» EXERCISE DETAILS
In the items below, take the lines from the one containing "Target: large boulder" through the one containing "(1298, 661)", including both, and format them as a numbered list without any blank lines.

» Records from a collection
#####

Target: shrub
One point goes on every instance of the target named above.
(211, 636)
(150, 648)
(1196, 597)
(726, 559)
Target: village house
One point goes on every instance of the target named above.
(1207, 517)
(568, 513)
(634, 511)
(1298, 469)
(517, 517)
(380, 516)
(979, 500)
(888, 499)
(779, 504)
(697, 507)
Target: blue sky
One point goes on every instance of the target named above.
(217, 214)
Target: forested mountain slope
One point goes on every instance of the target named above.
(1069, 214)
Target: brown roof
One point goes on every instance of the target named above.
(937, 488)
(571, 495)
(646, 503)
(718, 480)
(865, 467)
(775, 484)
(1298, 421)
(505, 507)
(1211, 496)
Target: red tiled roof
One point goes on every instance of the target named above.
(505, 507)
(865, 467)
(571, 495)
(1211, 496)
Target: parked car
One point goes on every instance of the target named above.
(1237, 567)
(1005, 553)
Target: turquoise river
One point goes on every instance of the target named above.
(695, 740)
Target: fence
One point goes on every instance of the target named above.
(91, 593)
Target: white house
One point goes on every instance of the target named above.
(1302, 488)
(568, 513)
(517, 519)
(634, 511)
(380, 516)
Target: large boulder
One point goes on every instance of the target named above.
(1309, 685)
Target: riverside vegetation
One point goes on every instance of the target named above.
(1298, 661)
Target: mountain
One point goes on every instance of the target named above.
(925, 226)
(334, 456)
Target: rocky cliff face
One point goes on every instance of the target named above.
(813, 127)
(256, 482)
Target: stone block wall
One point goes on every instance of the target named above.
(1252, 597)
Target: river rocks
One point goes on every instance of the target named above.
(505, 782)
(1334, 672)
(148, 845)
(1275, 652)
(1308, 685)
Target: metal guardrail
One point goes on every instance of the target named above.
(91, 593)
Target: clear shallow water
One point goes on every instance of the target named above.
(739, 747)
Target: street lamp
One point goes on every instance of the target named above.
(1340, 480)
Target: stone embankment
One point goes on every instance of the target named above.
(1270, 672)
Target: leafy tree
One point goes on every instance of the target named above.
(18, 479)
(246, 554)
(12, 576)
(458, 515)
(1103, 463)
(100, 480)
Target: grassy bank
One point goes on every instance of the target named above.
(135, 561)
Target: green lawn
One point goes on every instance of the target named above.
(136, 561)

#####

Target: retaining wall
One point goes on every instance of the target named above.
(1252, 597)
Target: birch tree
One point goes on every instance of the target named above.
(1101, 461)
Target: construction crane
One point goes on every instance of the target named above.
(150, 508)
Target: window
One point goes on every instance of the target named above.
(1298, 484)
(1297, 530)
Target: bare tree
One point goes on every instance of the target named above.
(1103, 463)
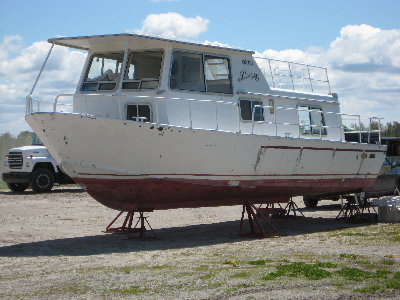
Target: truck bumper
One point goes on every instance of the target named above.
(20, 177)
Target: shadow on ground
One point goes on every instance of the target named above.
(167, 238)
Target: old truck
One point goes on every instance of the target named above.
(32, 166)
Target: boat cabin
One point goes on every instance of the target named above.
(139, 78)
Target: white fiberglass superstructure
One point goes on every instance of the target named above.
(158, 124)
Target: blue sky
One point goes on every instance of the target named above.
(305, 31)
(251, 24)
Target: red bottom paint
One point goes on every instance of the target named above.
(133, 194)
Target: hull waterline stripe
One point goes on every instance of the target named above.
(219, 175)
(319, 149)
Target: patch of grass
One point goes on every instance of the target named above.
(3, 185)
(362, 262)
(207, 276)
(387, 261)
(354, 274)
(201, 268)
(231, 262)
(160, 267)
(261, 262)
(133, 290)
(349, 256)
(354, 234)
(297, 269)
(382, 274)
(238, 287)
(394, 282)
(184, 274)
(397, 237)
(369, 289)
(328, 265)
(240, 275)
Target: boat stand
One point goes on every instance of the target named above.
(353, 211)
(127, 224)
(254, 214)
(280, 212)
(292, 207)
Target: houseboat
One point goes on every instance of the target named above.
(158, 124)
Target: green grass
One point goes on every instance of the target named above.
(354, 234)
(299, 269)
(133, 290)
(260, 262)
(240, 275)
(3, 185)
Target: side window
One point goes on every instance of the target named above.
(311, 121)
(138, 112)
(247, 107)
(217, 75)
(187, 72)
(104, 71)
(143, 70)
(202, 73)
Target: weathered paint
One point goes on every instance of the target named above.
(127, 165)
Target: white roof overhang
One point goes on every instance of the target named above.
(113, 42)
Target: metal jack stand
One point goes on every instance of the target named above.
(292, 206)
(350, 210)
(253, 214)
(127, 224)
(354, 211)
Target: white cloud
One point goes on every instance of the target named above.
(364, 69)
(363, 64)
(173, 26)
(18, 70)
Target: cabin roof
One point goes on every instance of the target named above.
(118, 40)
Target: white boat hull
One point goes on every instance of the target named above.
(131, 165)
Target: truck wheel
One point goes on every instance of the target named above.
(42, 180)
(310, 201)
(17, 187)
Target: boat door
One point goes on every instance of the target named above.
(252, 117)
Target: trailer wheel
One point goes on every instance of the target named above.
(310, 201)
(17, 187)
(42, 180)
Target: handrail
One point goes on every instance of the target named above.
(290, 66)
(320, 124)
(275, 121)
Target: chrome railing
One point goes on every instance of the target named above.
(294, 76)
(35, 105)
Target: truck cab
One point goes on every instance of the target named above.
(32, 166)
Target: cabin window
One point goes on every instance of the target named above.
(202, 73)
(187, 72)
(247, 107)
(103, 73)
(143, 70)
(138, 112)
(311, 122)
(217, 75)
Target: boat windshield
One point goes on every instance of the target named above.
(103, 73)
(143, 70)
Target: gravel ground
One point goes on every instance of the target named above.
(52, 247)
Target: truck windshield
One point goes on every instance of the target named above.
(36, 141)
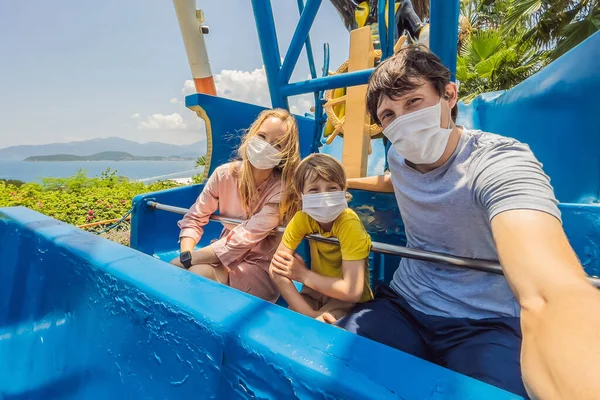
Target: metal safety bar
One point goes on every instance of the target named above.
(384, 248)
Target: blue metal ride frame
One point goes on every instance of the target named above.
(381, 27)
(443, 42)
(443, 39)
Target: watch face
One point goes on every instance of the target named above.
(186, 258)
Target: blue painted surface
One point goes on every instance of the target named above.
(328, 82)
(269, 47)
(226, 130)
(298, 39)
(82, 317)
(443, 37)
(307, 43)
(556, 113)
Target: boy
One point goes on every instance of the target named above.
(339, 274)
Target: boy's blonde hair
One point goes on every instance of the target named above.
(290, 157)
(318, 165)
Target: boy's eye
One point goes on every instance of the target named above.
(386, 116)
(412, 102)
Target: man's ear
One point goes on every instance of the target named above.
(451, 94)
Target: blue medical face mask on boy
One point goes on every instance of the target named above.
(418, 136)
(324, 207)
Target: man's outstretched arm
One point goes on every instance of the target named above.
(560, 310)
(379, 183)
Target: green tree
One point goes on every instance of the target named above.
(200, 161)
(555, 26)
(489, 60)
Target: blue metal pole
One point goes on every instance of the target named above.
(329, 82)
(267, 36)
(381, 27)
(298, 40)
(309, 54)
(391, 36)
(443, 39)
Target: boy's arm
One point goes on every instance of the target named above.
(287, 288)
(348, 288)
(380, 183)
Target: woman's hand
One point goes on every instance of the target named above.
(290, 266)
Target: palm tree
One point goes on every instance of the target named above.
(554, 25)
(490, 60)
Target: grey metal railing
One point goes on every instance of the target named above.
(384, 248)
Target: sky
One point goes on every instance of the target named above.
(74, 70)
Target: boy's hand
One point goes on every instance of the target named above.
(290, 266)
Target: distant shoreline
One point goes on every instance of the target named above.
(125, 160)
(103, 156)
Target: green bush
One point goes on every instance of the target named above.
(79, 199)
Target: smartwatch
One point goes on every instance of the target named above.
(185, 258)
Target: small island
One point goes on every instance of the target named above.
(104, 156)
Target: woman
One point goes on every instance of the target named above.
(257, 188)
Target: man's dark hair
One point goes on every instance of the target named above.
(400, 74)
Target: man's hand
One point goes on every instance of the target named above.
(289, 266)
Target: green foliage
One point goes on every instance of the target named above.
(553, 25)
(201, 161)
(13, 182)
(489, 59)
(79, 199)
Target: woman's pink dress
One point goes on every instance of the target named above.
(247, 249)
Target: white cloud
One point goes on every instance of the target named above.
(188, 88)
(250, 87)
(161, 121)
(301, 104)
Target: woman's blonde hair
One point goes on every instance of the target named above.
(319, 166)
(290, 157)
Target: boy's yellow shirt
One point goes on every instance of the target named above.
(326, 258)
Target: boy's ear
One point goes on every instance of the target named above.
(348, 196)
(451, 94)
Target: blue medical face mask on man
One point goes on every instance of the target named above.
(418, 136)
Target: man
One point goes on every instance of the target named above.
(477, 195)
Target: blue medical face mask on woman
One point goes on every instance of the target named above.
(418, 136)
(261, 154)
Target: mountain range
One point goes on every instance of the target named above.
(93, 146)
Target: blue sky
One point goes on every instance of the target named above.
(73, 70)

#####

» THE OUTPUT
1. Target: large boulder
2. One point goes on every instance of the target named above.
3. (1309, 685)
4. Target: riverside vegetation
5. One point goes on every instance of the target named above.
6. (1298, 661)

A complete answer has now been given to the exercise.